*** Opening of The records ***

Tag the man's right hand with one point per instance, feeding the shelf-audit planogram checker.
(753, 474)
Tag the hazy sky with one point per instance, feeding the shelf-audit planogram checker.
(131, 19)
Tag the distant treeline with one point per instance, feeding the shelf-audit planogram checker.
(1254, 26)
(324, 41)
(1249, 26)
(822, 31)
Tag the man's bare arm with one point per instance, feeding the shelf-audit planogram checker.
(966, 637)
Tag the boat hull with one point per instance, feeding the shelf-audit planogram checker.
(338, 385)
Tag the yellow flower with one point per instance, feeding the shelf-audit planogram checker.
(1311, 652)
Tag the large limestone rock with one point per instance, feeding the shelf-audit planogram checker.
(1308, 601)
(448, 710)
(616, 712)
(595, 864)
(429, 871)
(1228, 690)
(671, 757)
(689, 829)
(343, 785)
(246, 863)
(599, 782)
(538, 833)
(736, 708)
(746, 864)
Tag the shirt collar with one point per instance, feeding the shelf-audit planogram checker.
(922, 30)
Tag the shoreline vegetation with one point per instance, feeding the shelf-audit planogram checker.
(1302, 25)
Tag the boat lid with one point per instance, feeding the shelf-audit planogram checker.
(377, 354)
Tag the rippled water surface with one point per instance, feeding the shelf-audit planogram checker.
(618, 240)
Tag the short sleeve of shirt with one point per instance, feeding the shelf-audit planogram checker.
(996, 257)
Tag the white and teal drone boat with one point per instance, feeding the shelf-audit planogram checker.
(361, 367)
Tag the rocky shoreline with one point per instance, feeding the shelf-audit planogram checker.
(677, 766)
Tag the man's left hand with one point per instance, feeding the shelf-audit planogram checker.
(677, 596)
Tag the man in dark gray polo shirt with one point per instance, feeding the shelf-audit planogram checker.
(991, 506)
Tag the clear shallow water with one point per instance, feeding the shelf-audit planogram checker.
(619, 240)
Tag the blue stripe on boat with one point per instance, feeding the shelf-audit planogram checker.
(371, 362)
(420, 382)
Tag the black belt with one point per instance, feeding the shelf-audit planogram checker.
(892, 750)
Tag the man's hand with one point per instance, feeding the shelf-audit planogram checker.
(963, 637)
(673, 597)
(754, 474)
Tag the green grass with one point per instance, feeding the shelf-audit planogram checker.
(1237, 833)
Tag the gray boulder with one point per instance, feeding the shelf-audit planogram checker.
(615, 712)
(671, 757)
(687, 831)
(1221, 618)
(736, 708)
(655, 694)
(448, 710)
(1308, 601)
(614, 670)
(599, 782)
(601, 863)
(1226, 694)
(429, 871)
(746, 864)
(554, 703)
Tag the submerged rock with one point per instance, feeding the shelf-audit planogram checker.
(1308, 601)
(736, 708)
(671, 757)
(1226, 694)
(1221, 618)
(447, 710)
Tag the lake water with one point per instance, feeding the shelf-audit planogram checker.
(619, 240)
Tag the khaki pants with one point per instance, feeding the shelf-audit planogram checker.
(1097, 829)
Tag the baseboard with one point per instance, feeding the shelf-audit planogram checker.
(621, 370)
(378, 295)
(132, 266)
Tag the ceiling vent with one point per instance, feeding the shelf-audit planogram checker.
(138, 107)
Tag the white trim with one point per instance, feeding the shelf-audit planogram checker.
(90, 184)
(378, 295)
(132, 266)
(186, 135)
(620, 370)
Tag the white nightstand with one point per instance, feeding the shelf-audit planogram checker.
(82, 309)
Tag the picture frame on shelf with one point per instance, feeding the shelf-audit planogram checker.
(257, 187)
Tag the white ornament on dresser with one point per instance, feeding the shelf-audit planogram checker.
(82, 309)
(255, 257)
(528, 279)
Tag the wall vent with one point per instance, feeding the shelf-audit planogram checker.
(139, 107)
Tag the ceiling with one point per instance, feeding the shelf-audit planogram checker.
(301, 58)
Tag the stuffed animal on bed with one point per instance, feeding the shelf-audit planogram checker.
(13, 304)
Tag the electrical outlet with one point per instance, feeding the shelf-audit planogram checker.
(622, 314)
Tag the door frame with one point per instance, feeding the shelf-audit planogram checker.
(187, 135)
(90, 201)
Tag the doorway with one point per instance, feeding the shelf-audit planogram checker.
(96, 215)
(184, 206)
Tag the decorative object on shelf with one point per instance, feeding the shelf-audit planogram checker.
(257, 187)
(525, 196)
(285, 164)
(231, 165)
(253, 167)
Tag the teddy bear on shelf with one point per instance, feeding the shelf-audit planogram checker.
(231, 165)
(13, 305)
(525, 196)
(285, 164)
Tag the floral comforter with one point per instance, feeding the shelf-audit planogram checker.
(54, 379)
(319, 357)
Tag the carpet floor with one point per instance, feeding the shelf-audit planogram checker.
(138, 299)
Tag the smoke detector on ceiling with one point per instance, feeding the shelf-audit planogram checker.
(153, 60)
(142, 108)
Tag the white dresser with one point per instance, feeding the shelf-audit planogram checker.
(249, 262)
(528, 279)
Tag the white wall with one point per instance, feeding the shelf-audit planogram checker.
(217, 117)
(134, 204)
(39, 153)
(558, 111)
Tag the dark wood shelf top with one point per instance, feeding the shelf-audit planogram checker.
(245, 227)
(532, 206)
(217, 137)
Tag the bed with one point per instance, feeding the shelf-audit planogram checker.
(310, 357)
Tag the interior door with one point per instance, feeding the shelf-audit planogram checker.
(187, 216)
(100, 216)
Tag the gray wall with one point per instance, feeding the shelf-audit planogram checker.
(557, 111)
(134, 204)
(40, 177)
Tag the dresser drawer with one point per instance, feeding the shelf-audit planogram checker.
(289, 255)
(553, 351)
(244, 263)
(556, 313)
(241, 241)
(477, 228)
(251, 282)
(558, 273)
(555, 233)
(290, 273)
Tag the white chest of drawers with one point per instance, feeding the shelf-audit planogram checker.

*** Close of The records ***

Exercise: Copy all of the listing above exactly, please.

The answer:
Tag the man's right hand with one point per instance, feeding the shelf-audit planogram checker.
(753, 474)
Tag the hazy sky with one point per instance, feeding the shelf-audit planogram checker.
(131, 19)
Tag the distant treeline with one point per instance, feeding the shelf-audit planogram checker.
(1254, 26)
(324, 41)
(1249, 26)
(822, 31)
Tag the man's bare arm with one point per instance, feeding the shelf-audit planogram checker.
(966, 637)
Tag the boat hull with one point per instance, feeding the shelf-audit planogram checker.
(338, 385)
Tag the yellow flower with one point per instance, feeding the shelf-audit planogram checker.
(1311, 652)
Tag the large limestone rock with one point per instance, feeding the shelf-audit planogram checker.
(1308, 601)
(448, 710)
(616, 712)
(595, 864)
(429, 871)
(1228, 690)
(671, 757)
(689, 829)
(343, 785)
(246, 863)
(599, 782)
(538, 833)
(736, 708)
(746, 864)
Tag the shirt collar with one point per instance, feeding the shelf-audit planogram checker.
(922, 30)
Tag the shoreline vegetation with one point per instance, feeding the shelf-audit planogram checker.
(1302, 25)
Tag the boat lid with one point per instance, feeding the shelf-audit planogram checker.
(377, 354)
Tag the rippled water surface with one point per instance, feeding the shelf-audit planogram checker.
(618, 240)
Tag the short sleeve of shirt with one point per instance, feeding the shelf-audit planogram checker.
(996, 257)
Tag the white and teal drone boat with one point per instance, feeding the shelf-audit planogram checker.
(361, 367)
Tag the rocky shoreline with one point per instance, feeding the shelf-audit planogram checker.
(677, 766)
Tag the man's left hand with one point per instance, feeding the shelf-audit planogram checker.
(677, 596)
Tag the man in dark gray polo shirt with one point per instance, feeding the shelf-audit planogram checker.
(991, 506)
Tag the clear shallow water with one point per instance, feeding the shelf-audit planogram checker.
(619, 240)
Tag the blue stripe on boat with one point per instance, feeding the shelf-audit planogram checker.
(371, 362)
(420, 382)
Tag the black belt with one point per instance, feeding the shelf-audit planogram checker.
(892, 750)
Tag the man's hand with one point per instance, feeding the shelf-audit planogram checker.
(963, 637)
(673, 597)
(754, 474)
Tag the green grass with one point per instance, feeding the shelf-audit planogram checker.
(1237, 833)
Tag the gray boulder with one point per instance, feeding the shelf-audit planogram checker.
(615, 712)
(671, 757)
(687, 831)
(1221, 618)
(736, 708)
(655, 694)
(448, 710)
(1308, 601)
(614, 670)
(599, 782)
(601, 863)
(1226, 694)
(429, 871)
(746, 864)
(554, 703)
Tag the submerged rock with one point per instance, feeding the shelf-audit planogram checker.
(1308, 601)
(736, 708)
(671, 757)
(1226, 694)
(1221, 618)
(447, 710)
Tag the lake water with one point per instance, feeding the shelf-audit planogram checker.
(619, 240)
Tag the khaki pants with one point per instance, feeding the shelf-audit planogram checker.
(1097, 829)
Tag the baseboard with one point per instance, feeding the shelf-audit planogram checker.
(621, 370)
(378, 295)
(132, 266)
Tag the ceiling vent with one point per instance, feeding the shelf-audit planogram checker.
(138, 107)
Tag the white trim with one point per instance, feeding the shelf-audit planogram checker.
(90, 184)
(378, 295)
(132, 266)
(186, 135)
(620, 370)
Tag the white nightstand with one point per instance, feeding the shelf-audit planogram checker.
(82, 309)
Tag the picture frame on shelf with one point per instance, feeding the shelf-audit planogram checker.
(257, 187)
Tag the white ornament on dresser with one point per instance, feeding the shelf-audit planogram checker.
(82, 309)
(255, 257)
(528, 279)
Tag the wall vent with one point per instance, feeding the shelf-audit planogram checker.
(139, 107)
Tag the ceiling with one point per instance, feeding the shelf-audit planogram checker.
(301, 58)
Tag the stuffed animal on bed with one point per instance, feeding the shelf-audit planogram checker.
(13, 304)
Tag the electrical outlet with one point per instance, feeding the shelf-audit planogram checker.
(622, 314)
Tag the door frame with one point per instance, feeding the shelf-audit planogram checker.
(187, 135)
(90, 201)
Tag the doorway with one point per instance, feeding the shelf-audit planogram checker.
(96, 215)
(184, 206)
Tag the decorative object on shelf with one point per instance, feeding the shelf-audit planogram checker.
(257, 187)
(525, 196)
(285, 164)
(231, 165)
(253, 167)
Tag the teddy bear on shelf with one point per instance, feeding the shelf-audit planogram checker.
(231, 165)
(13, 305)
(525, 196)
(285, 164)
Tag the floral comforter with one point per instance, feeding the shelf-audit planogram checker.
(54, 379)
(319, 357)
Tag the carpet floor with one point per instance, feeding the shelf-audit planogram checker.
(138, 299)
Tag the smoke detector on ceiling with one point per instance, feeding the shelf-audit planogram checker.
(153, 60)
(142, 108)
Tag the white dresser with one point per instance, feeding the shelf-audit planogram checker.
(249, 262)
(528, 279)
Tag the white wall with one point per instance, feeding the shelf-audit planogram checker.
(217, 117)
(134, 204)
(39, 153)
(558, 111)
Tag the dark wood shelf top with one point per instance, feeding the shelf-audit planogram checker.
(245, 227)
(532, 206)
(217, 137)
Tag the bed with one point per instance, feeding the shelf-audit planogram checker.
(310, 357)
Tag the interior door with one point per instance, feeding the shelf-audit planogram checker.
(187, 216)
(100, 216)
Tag the gray wall with one point per instance, feeding the shelf-audit planogram checker.
(557, 111)
(134, 204)
(40, 177)
Tag the dresser drawer with one point per instance, feeding the shelf-audit planogram checker.
(289, 255)
(553, 351)
(244, 263)
(556, 313)
(241, 241)
(477, 228)
(251, 282)
(558, 273)
(555, 233)
(290, 273)
Tag the white chest of drawers with one point per instance, feeding the shelf-audit planogram checker.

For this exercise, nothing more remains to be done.